* _OBJECTIVE_
Every entry below should be transcribed exactly; pictures stay out of the copy.
---------- DATASET ENTRIES
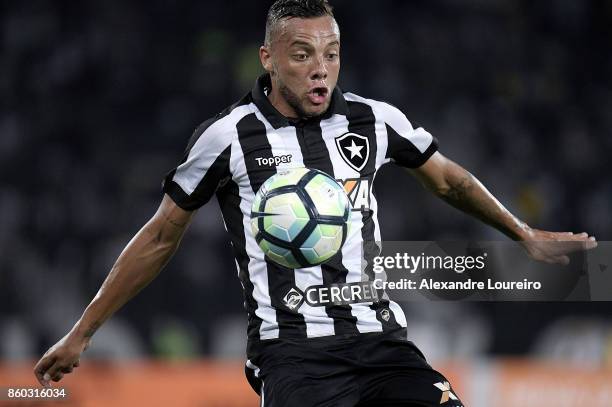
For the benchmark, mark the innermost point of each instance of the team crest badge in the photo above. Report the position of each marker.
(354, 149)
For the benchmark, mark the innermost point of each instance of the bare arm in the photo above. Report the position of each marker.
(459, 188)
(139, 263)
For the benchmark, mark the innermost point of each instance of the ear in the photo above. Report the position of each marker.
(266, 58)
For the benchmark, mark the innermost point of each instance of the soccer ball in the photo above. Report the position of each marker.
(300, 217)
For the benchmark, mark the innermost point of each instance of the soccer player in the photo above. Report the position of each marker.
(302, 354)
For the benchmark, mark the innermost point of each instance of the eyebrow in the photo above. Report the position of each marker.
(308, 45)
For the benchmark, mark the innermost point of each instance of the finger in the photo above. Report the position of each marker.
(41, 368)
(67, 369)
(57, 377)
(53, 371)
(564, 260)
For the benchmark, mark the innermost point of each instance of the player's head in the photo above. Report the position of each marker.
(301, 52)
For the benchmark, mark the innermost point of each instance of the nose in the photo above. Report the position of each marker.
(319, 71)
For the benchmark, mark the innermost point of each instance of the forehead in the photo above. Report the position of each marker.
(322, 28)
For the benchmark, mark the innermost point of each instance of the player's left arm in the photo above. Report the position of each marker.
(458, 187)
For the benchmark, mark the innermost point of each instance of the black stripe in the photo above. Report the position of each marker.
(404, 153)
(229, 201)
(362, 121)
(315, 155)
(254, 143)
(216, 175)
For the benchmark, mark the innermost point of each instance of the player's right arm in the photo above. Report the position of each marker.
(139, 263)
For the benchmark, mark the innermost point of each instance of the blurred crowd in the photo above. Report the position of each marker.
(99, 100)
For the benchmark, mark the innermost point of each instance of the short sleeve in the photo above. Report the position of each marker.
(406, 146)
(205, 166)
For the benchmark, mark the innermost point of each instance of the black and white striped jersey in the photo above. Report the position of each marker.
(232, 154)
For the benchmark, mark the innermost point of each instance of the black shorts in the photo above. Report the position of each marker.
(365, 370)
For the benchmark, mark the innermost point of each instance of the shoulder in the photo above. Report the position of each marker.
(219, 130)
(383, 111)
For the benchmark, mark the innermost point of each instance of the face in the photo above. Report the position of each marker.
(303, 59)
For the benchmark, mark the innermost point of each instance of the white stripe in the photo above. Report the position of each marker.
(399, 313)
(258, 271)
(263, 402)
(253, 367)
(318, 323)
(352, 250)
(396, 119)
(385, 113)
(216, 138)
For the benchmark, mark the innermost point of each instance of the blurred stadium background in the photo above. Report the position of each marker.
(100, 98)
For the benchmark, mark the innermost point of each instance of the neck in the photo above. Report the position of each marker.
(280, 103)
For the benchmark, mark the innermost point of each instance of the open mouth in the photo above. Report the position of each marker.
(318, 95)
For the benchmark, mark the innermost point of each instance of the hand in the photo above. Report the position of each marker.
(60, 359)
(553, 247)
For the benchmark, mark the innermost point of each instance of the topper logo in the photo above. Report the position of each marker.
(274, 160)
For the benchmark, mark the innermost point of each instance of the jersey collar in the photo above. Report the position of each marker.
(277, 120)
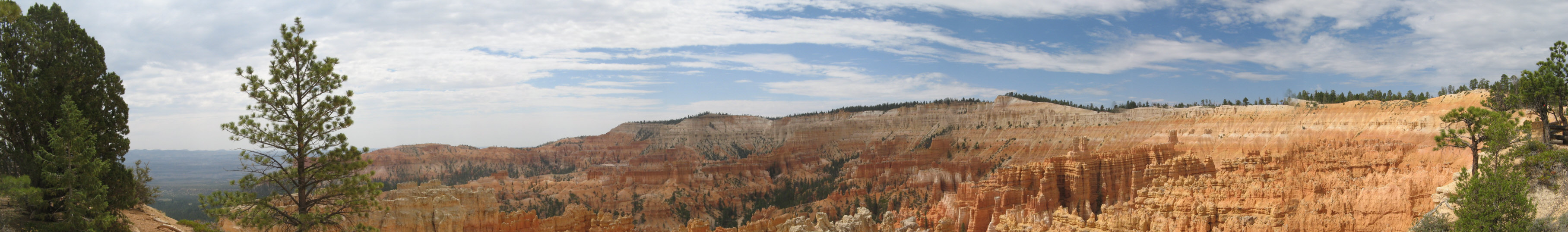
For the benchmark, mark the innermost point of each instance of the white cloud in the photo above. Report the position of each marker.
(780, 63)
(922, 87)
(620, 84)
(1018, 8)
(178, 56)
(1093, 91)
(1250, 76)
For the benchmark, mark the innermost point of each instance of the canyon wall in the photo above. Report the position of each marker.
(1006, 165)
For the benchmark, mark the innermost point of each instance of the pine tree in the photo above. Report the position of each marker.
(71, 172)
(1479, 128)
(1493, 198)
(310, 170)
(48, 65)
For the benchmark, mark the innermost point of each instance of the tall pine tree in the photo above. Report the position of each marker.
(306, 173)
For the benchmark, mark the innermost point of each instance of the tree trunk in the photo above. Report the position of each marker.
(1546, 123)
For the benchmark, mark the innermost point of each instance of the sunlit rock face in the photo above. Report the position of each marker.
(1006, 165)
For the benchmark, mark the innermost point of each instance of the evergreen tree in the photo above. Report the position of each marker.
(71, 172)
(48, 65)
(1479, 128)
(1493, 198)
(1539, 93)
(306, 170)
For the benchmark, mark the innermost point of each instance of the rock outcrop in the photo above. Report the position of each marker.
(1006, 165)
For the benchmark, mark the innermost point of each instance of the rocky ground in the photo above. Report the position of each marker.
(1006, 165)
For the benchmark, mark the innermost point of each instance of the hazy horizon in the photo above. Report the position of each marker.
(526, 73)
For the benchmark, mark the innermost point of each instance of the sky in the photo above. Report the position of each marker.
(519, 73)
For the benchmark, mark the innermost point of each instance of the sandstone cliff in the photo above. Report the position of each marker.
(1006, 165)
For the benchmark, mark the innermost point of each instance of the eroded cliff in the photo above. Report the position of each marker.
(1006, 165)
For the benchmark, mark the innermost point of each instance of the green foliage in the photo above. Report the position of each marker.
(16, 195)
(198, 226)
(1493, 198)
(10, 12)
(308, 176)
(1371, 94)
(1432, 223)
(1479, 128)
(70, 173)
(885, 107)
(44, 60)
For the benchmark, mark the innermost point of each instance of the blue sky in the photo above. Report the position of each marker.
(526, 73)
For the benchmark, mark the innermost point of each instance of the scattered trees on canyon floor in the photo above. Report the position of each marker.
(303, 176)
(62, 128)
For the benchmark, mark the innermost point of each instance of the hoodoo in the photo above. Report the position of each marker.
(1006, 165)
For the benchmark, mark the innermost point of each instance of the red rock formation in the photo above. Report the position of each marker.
--------------------
* _EXPECTED ANSWER_
For the benchmark, mark the innermost point of each instance of the team crest badge in the photo above. Report the position of each marker.
(354, 149)
For the benchmark, mark the innermost point of each instance of the bare arm in the photo above. Report the position of each marker.
(459, 188)
(139, 263)
For the benchmark, mark the innermost point of each instance of the ear in the photo above. Report the position of each marker.
(266, 58)
For the benchmark, mark the innermost point of each instance of the soccer ball in the photo above. Report the position of each marker.
(300, 217)
For the benchmark, mark the innermost point of each instance of the soccer player in the photo above. Report the position of each marker.
(302, 354)
For the benchmark, mark the innermost point of each instance of the eyebrow in the photo above. Report the position of each marker.
(308, 45)
For the benchmark, mark the innermost point of each instance of the finger in the photo above. Report the position of each marker.
(41, 368)
(67, 369)
(57, 377)
(53, 371)
(564, 260)
For the benchmark, mark the innermost point of each instance of the player's head in the photo above. Report the position of each marker.
(301, 52)
For the benchmark, mark the innermost point of each instance of the nose in the photo above. Report the position of each marker.
(319, 71)
For the benchmark, mark the innermost point of each instance of the forehead in the photo above. Report the position of each marker.
(322, 28)
For the benchmark, mark the innermost point of each instance of the player's left arm in the photo above. Report the position of each marker.
(458, 187)
For the benchmark, mark the innermost point of each instance of the black stripe in the photo above. Report the position of each marker.
(404, 153)
(229, 201)
(362, 121)
(315, 155)
(254, 143)
(216, 175)
For the benchmark, mark the innermost point of each instance of the player's right arm in the photo above. Report the position of each marker.
(139, 263)
For the benchmark, mark the innermost point of each instance of the blurred crowd in the photo above. Report the position of each marker.
(99, 100)
For the benchmark, mark the innermost point of each instance of the short sleeve in the photo above. Report the position of each marker.
(406, 146)
(205, 166)
For the benchmark, mark the innermost point of each instance of the black and white striped jersey in the photo above. Report the position of each marker.
(232, 154)
For the benchmark, mark the innermost point of each instance of the black shorts in the photo above. Report the position of each marker.
(365, 370)
For the benchmark, mark the innermost point of each instance of the shoulder in the photo above. Report the position of each marker.
(219, 130)
(383, 111)
For the benchmark, mark the innermost point of each instance of the face in the photo above. Report the position of each marker.
(303, 59)
For the benchmark, mark the innermost point of each instance of the white stripe in the photo above. Report the position of each marker.
(399, 313)
(258, 271)
(263, 402)
(253, 367)
(318, 323)
(352, 250)
(396, 119)
(385, 113)
(216, 138)
For the benchmark, mark the innermost point of each instance of the blurred stadium background in the photo above. Report the position of each marker.
(100, 98)
For the benchmark, mark the innermost point of each instance of the neck in the photo above. Report the position of each marker.
(280, 103)
For the benchmark, mark the innermost point of each instance of the open mouth in the photo above. Report the position of each marker.
(318, 95)
For the benchmark, mark the innermost point of each instance of the hand in the photo above. Report the position of each marker.
(60, 359)
(553, 247)
For the benchmark, mark the innermost point of each instance of the topper logo in the photo above. Report the position of each marker.
(274, 160)
For the benchmark, mark the innermost point of each instance of the jersey collar in the photo above. Report the position of each marker.
(277, 120)
For the benchmark, mark the innermost point of each instance of the white cloud in the photo above. Report the position of each marker.
(780, 63)
(922, 87)
(620, 84)
(1018, 8)
(178, 56)
(1093, 91)
(1250, 76)
For the benchmark, mark the innermost point of each instance of the canyon wall in the photo above. Report the position of each marker.
(1006, 165)
For the benchmark, mark the innermost point of each instance of the pine tree in the photo above. Report the position of each marker.
(71, 172)
(1479, 128)
(1493, 198)
(310, 170)
(48, 65)
For the benchmark, mark the innermost point of each instance of the tall pine tree in the photo above. Report the position of each marker.
(306, 173)
For the benchmark, mark the innermost point of each instance of the tree trunk in the photo above. Report the position of each marker.
(1546, 123)
For the benchmark, mark the innermost point of each instance of the sunlit rock face in the photo above. Report the position of each marker.
(1006, 165)
For the benchmark, mark the innermost point of each instance of the evergreen tree in the photo above. Report the position of each marker.
(71, 172)
(48, 65)
(1479, 128)
(1493, 198)
(1539, 93)
(306, 170)
For the benchmark, mark the innermost point of each instance of the rock outcrop in the photo above. Report the position of each marker.
(1006, 165)
For the benchmark, mark the innermost point of each instance of the rocky ground in the photo above. Report the position of each marker.
(1006, 165)
For the benchmark, mark the innermost point of each instance of the hazy horizon in the photo above. Report the position of each marker.
(526, 73)
For the benchmark, mark the innermost point of each instance of the sky in the photo above. Report the position of each marker.
(519, 73)
For the benchmark, mark the innermost point of each instance of the sandstone cliff in the photo above. Report the position of each marker.
(1006, 165)
For the benchmark, mark the innermost point of each instance of the eroded cliff in the photo above. Report the position of each marker.
(1006, 165)
For the benchmark, mark the innermost point of each instance of the green foliage in the photo above. Report the position of each marker.
(16, 195)
(198, 226)
(1493, 198)
(10, 12)
(308, 176)
(1371, 94)
(1432, 223)
(1479, 128)
(70, 173)
(885, 107)
(44, 60)
For the benchmark, mark the innermost point of each instance of the blue sky in the photo above. Report the position of each marker.
(526, 73)
For the benchmark, mark the innermost point of each instance of the scattered trees on canyon floor in the photo above. Report the position of each marker.
(303, 176)
(62, 128)
For the benchmark, mark the innermost point of each instance of the hoodoo in the photo above. Report the position of each marker.
(1006, 165)
For the benchmark, mark the innermost point of each instance of the red rock formation in the photo above. Report the position of each marker.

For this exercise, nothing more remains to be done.